# Textabschnitt:
Eine Octavia auf dem Weg nach Rom

  • Der Reisewagen rumpelte und pumpelte die aus großen Steinen bestehende Straße entlang. Wie hie es so schön. Alle Wege führen nach Rom - und so auch mein Weg, der mich von Pisae nach Rom, zu meinem Vater, führte.
    Ich fühlte mich nur noch zerschlagen und hatte das Gefühl, mein ganzer Körper würde aus blauen und grünen Flecken bestehen.
    Ich schloß meine Augen und lehnte mich in die Sitze zurück, nur um fast sofort wieder aufzustöhnen, als wir durch ein Schlagloch fuhren.
    Wie froh wäre ich, wenn diese Tortur endlich Enden würde.
    Meine Gedanken schweiften ab - wie es wohl wäre ein Vogel zu sein?


    Ja, was wäre wenn ich ein Vogel wäre. Ich könnte hoch am Himmel fliegen - leicht und schwerelos dahingleiten. Über den Wolken die Freiheit geniessen, den Göttern nahe sein.
    Würde mein Blick nach unten schweifen, würde ich ein Land erkennen in Form eines Stiefels - umringt von azurblauem Wasser, daliegend wie ein Kleinod.
    Im Norden die Massiven Alpen - ein Albtraum sie zu überwinden. Im Süden - endlose Sandstrände, aber auch Olivenhaine und Weinhänge, die zum Verweilen einladen.


    Da ich jedoch kein Vogel war - erblickte mein Auge den Staub der Handelskarawanen, die neben Gütern wie Wein, Fisch und Olivenöl auch Sklaven mit sich führten. Stationen an denen das Pferd ausgetauscht wurde und man sich in der Garküche eine Kleinigkeit zu essen besorgen konnte.
    Zwischendurch waren die Kreuze aufgestellt, an denen Verbrecher für ihre Übeltaten zu büßen hatten.

# Vorgegebenes Material:
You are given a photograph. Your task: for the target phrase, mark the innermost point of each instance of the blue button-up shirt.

# Gestellte Aufgabe 1:
Kannst du aus dem Text über die Reise nach Rom die Stelle zwischen „Da ich jedoch“ und „zu büßen hatten.“, beide eingeschlossen, wortgetreu kopieren?
# Gestellte Aufgabe 2:
Wie geht der Text über die Reise nach Rom nach seinem letzten Satz weiter? Führe ihn fort.
Die Zeilen spielen hierbei keine Rolle.

# Schriftliche Antwort 1:
Da ich jedoch kein Vogel war - erblickte mein Auge den Staub der Handelskarawanen, die neben Gütern wie Wein, Fisch und Olivenöl auch Sklaven mit sich führten. Stationen an denen das Pferd ausgetauscht wurde und man sich in der Garküche eine Kleinigkeit zu essen besorgen konnte.
    Zwischendurch waren die Kreuze aufgestellt, an denen Verbrecher für ihre Übeltaten zu büßen hatten.

# Schriftliche Antwort 2:
    Wie viele Tage wir schon in der Kutsche verbrachten, konnte ich nicht sagen. Doch jeder Tag länger schien mir einer zuviel. Ich wollte endlich die pulsierende Stadt Rom erleben. Den Tiber sehen, indem Romulus und Remus ertränkt werden sollten und dann von dem Gott Tiberinus errettet worden sind, um Rom die schönste und mächtigste Stadt der Welt zu erbauen.

  • [Blockierte Grafik: http://s1.directupload.net/images/120617/zv9xa4nu.png] Lamia - Sklavin


    Die Räder ratterten und die Kutsche schaukelte auf der Straße wie ein Schiff in der Brandung. Und ich fühlte mich genauso übel wie als wenn ich auf einem Schiff wäre.
    Wieso hatte meine Domina nicht ein solches bestiegen? Das fragte ich mich zum unzähligsten Male.
    Um sie und mich abzuklenken, griff ich nach einer Papyrusrolle und begann vorzulesen.


    Und was, als ein Buchstabe der fleißigen Hand erblickt worden ist,
    ist auch sogleich von deinen Augen meine Schrift erkannt worden,
    oder wüsstest du nicht, wenn du nicht den Namen der Verfasserin: Sappho gelesen hättest,
    woher dieses kleine Werk auf den Weg geschickt wird?
    Vielleicht fragst du auch, weshalb mein Gedicht im wechselen Versmaß ist, obwohl ich doch eher fürs lyrische Versmaß geeignet bin.
    Meine Liebe muss beklagt werden: ein weinerliches Lied der Klage, Nicht irgendeine Leier passt nicht zu meinen Tränen.
    Ich brenne, wie der fruchtbare Acker, wenn die Ernte entbrannt ist, und wenn der Südwind ungebändigt das Feuer schürt.
    Weitentfernte typhoische Gefilde des Aetnas, Phaon, besuchst du.
    Mich hält eine Glut, nicht kleiner als das Feuer des Ätnas.
    Und nicht mir kommen, die ich mit gestimmten Saiten Lieder dichten will – notwendig ist ein freies Gemüt für Lieder, und keine Mädchen von Phyrra und
    Methymnia, auch nicht die ganze Schar von Lesbierinnen hilft mir.
    Nichtsnutzig Anactorie, nichtsnutzig mir die weiße Cydro.
    Und nicht wie vorher ist meinen Augen Atthis willkommen und die hundert anderen, die ich nicht ohne Vorwurf liebte.
    Schändlicher, du hast als einziger das, was vorher viele hatten.
    In dir ist eine Schönheit, du hast ein Alter, geeignet für Spiele . oh die Schönheit ist hinterhältig für meine Augen!
    Nimm Leier und den Köcher – du wirst zweifelsohne Apoll.
    Deinem Kopf mögen Hörner wachsen – du wirst Bacchus.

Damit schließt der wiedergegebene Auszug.